> **Aim of the task**
The whole listing should be given back without any alteration.

> **Entries supplied**
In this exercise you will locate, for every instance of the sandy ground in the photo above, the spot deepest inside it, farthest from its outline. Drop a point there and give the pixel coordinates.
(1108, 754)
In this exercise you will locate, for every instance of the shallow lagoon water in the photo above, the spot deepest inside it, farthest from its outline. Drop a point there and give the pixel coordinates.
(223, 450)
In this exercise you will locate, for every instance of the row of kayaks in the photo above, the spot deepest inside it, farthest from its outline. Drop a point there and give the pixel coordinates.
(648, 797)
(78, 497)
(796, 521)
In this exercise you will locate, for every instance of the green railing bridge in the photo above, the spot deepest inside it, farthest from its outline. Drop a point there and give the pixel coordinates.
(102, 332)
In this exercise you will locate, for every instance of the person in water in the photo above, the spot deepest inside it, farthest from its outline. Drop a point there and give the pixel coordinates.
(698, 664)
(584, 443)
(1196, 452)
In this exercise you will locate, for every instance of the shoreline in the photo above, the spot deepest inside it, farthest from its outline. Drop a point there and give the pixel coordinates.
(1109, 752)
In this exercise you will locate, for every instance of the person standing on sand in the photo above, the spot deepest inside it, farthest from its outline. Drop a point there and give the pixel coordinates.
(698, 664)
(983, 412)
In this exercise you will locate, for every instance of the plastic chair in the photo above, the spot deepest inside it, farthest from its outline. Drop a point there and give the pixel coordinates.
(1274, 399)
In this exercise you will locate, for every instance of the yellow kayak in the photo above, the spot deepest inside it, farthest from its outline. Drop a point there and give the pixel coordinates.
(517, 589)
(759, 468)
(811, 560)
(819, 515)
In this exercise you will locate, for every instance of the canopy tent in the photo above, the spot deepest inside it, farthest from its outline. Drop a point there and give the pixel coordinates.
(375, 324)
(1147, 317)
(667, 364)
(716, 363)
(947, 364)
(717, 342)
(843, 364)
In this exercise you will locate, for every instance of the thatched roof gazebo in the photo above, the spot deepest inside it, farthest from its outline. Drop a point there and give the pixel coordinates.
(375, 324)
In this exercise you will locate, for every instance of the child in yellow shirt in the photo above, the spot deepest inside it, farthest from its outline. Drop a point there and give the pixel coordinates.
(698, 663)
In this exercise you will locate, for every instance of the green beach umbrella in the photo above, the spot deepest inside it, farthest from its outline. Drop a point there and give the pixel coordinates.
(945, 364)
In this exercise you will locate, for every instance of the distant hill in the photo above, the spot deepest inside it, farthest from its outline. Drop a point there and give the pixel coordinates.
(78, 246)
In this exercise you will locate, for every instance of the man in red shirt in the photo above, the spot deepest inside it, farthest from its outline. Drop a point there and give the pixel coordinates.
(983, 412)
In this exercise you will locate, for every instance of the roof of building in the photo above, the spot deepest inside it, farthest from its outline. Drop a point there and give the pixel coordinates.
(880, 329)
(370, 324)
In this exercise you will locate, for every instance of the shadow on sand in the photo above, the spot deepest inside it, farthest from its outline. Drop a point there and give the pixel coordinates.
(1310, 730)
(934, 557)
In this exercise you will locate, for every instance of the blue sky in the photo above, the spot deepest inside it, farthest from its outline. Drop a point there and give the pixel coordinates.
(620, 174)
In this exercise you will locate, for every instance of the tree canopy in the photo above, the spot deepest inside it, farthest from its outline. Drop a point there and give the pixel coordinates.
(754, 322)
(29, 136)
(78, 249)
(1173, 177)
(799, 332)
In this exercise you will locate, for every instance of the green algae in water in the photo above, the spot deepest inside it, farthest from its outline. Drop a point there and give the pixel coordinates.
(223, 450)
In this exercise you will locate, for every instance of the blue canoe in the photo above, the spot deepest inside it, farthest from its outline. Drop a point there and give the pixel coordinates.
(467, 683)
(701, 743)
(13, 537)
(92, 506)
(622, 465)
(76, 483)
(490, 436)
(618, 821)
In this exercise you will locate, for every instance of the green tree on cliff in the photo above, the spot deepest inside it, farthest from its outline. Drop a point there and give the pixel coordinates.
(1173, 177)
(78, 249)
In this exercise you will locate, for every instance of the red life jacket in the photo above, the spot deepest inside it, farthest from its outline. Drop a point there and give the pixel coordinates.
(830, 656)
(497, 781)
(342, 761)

> **Written solution**
In this exercise you will locate, for every instance of the sandy ground in the photo above, the spot deepest inside it, farthest from its outline. Drop a point there and give the pixel coordinates.
(1108, 754)
In this exercise you will locate, for every instance of the shallow lagoon water in the photo above, the spot deepest inside it, farthest from its outline. Drop a point there and give the pixel coordinates.
(223, 450)
In this exercise you will locate, for every instance of the row of kayaks in the photo above, the spot deepest inside it, farthest from its outline. Drop a point there and give the pixel coordinates.
(648, 797)
(78, 497)
(796, 521)
In this exercise you will locate, for every instance of the green railing bridge in the photo above, the spot deepest inside it, farthest from its outline. Drop a point there and give the pixel coordinates.
(102, 332)
In this exercise you will locate, for every instance of the person in water in the photo above, the spot deepest inside it, farthest from its outline. Drop a point there and give the pixel coordinates.
(698, 664)
(584, 443)
(1196, 452)
In this exercise you will locate, for every instance of the shoreline in the photo above, the spot deepest inside it, farthest from its outline. Drop a point there and give the pixel coordinates.
(1109, 752)
In this exercise you will locate, for every instance of the person standing on sand in the photo above, the spot deepest inside it, farthest from its outline. Drop a point there and give the pixel coordinates.
(698, 664)
(983, 412)
In this exercise you will locate, for every instance of the plastic chair in the photo above, the spot deepest inside it, farthest from its outline. Drop a point there and give the pixel coordinates.
(1274, 399)
In this exercise you will locate, for every instance of the yellow kayak in the photo above, the spot deepest inside it, farthest from its outline. Drop a point there and give the pixel coordinates.
(517, 589)
(759, 468)
(811, 560)
(819, 515)
In this exercise you will locate, for every instance of the canopy tent in the photo above, the spot deepest inside it, farthest from its outline. Drop a point there and give the pixel coordinates.
(375, 324)
(1147, 317)
(667, 364)
(716, 363)
(947, 364)
(717, 342)
(843, 364)
In this exercise you will locate, for every instance of the thatched roof gazebo in the photo above, the spot deepest inside it, farthest from its outline. Drop a point there and give the pixel coordinates.
(375, 324)
In this exercise you will locate, for every instance of the child in yellow shirt in the photo above, the spot deepest inside it, farthest from its outline. Drop a point there and give the pixel coordinates.
(698, 663)
In this exercise you will locate, for every instance of the green beach umbrella in the photo above, the spot deepest inside it, farthest from its outline. Drop a point there and give the pixel coordinates.
(945, 364)
In this exercise you will locate, for every instance of the distant hill in the photo above, the spot deepest inside it, farthest from its outline. Drop a point there and give the pixel coordinates.
(78, 246)
In this exercise you will locate, for every instance of the man in red shirt in the photo above, the spot deepest inside it, farthest from its outline. Drop a point there and give the pixel coordinates.
(983, 412)
In this exercise you will locate, for every instance of the roof of building in the photo above, the spot deepest inside it, farthest from its outline. Drop a point there and give the pixel coordinates.
(880, 329)
(370, 324)
In this exercise you will locate, for every instance of the shadow on sand in the photo above, the spot deepest inside it, farthest from its outline. Drop a point there and give the pixel coordinates.
(1310, 730)
(934, 557)
In this exercise you will locate, for every instance of the blue sky in the photo above, the spot deepest inside it, farthest from its outline. Drop a point there and give the pixel coordinates.
(620, 174)
In this exercise you will locate, for every instance of the tree canopy in the photo above, the spot deepest inside it, farthest from its outline. Drop a point there and give the pixel coordinates.
(754, 322)
(29, 136)
(78, 249)
(1173, 177)
(799, 332)
In this exercise you will locate, for every instance of the green algae in water in the photo above, the spot deepest inside it, farthest from its outline. Drop a point there and give the pixel coordinates.
(223, 450)
In this exercise you will locate, for every instance of the blue canoe in the photo above, the spot deepest inside it, farthest from its outline. Drop a point there and give the pixel coordinates.
(467, 683)
(701, 743)
(13, 537)
(92, 506)
(622, 465)
(76, 483)
(490, 436)
(618, 821)
In this exercise you will locate, for every instance of the green tree on cliff in the photo above, the spot deepest inside it, farthest from its outline. Drop a point there and give the pixel coordinates.
(1173, 177)
(78, 249)
In this exercise you will locate, for every instance of the red life jacket in the photo above, the spot deepest inside it, farthest from its outline. Drop a point there and give the pixel coordinates.
(830, 656)
(497, 781)
(342, 761)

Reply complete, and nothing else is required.